172. Electronic, Optical and Magnetic Properties of Materials (4)

Lecture—3 hours; discussion—1 hour. Prerequisite: Chemistry 110A or Physics 9D; Engineering 6 or Chemical and Materials Science 6 or equivalent (recommended). Electronic, optical, and magnetic properties of materials as related to structure and processing of solid state materials. Physical principles for understanding the properties of metals, semiconductors, ceramics, and amorphous solids and the applications of these materials in engineering. GE credit: SciEng | QL, SE, SL, VL.—F. (F.) 

172L. Electronic, Optical and Magnetic Properties Laboratory (2)

Laboratory—3 hours; lecture/laboratory—1 hour. Prerequisite: course 172 (concurrent enrollment recommended). Experimental investigation of electronic, optical and magnetic properties of engineering materials, emphasizing the fundamental relationship between microstructure and properties as well as the influence of rate processes on the evolution of the microstructure and properties. GE credit: SciEng, Wrt | QL, SE, SL, VL, WE.—F. (F.)

174. Mechanical Behavior of Materials (4)

Lecture—3 hours; discussion—1 hour. Prerequisite: C- or better in Engineering 45; course 162 (recommended). Microscopic and macroscopic aspects of the mechanical behavior of engineering materials, with emphasis on recent development in materials characterization by nondestructive testing. Fundamental aspects of plasticity in engineering materials, strengthening mechanisms and mechanical failure modes of materials systems. GE credit: SciEng, Wrt | QL, SE, SL, VL.—S. (S.) 

174L. Mechanical Behavior Laboratory (2)

Laboratory—3 hours; lecture/laboratory—1 hour. Prerequisite: course 174 (concurrent enrollment recommended). Experimental investigation of mechanical behavior of engineering materials. Laboratory exercises emphasize the fundamental relationship between microstructure and mechanical properties, and the evolution of the microstructure as a consequence of rate process. Not open for credit to students who have completed course 138L. GE credit: SciEng, Wrt | QL, SE, SL, VL, WE.—S. (S.) 

180. Materials in Engineering Design (4)

Lecture—3 hours; lecture/discussion—1 hour. Prerequisite: C- or better in Engineering 45. Restricted to students with upper division standing. Quantitative treatment of materials selection for engineering applications. Discussion of design and material selection strategy; process and process selection strategy; process economics; life-cycle thinking and eco-design. Use of materials selection software. GE credit: SciEng, Wrt | OL, SE, SL, VL, WE.—S. (S.) 

181. Materials Processing (4)

Lecture—3 hours; lecture/discussion—1 hour. Prerequisite: C- or better in Engineering 45; and Engineering 105 or Chemical Engineering 152B or Electrical & Computer Engineering 140A or course 164. Principles of phase equilibria, thermodynamics and reaction kinetics applied to materials processing. Effects of processing variables on the structure-property relationship. Fundamentals of the manufacturing processes for electronic, optical, functional and structural materials. GE credit: SciEng, Wrt | OL, SE, VL, WE.—W. (W.) 

182. Failure Analysis (4)

Lecture—3 hours; laboratory—3 hours. Prerequisite: C- or better in Engineering 45; course 174 (recommended). Analysis of the way materials fail. Effects of temperature, mechanical deformation and corrosion on the properties of materials. forensics and methodologies for investigating failures of materials including optical microscopy, x-ray analysis and scanning electron microscopy. Investigation of practical problems. GE credit: SciEng, Wrt | QL, SE, VL, WE.

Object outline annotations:
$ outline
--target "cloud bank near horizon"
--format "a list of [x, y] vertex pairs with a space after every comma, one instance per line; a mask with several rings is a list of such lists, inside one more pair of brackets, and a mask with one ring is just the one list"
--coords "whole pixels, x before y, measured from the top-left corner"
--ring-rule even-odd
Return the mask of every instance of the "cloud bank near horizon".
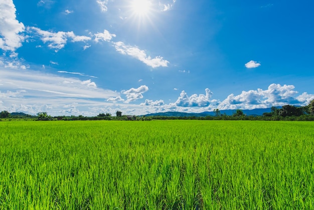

■ TO BE DONE ■
1. In the materials course listings, how many hours of laboratory does Failure Analysis include?
2. Please continue the materials course listings from where they stop.

■ RESPONSE LIST ■
1. Three hours.

2.
188A. Materials Design Project (4)

Laboratory—4 hours; discussion—1 hour. Prerequisite: courses 160, 162, 164, 172, and 174. Major materials design experience involving analysis of real materials synthesis/processing/fabrication and technological applications including critical assessments of economic, manufacturing, and ethical constraints. Various principles of materials science are integrated into a culminating team design project. (Deferred grading only, pending completion of sequence.) GE credit: SciEng | OL, SE, SL, VL, WE.—W. (W.) 

188AH. Honors Materials Design (1)

Discussion—1 hour. Prerequisite: enrollment in the Materials Science and Engineering Honors Program. Examination of special topics covered in the materials design course through additional readings, discussions, collaborative work, or special activities which may include projects, laboratory experience or computer simulations. Open only to students in the Materials Science and Engineering Honors program. Offered irregularly.—W. (W.)

188B. Materials Design Project (4)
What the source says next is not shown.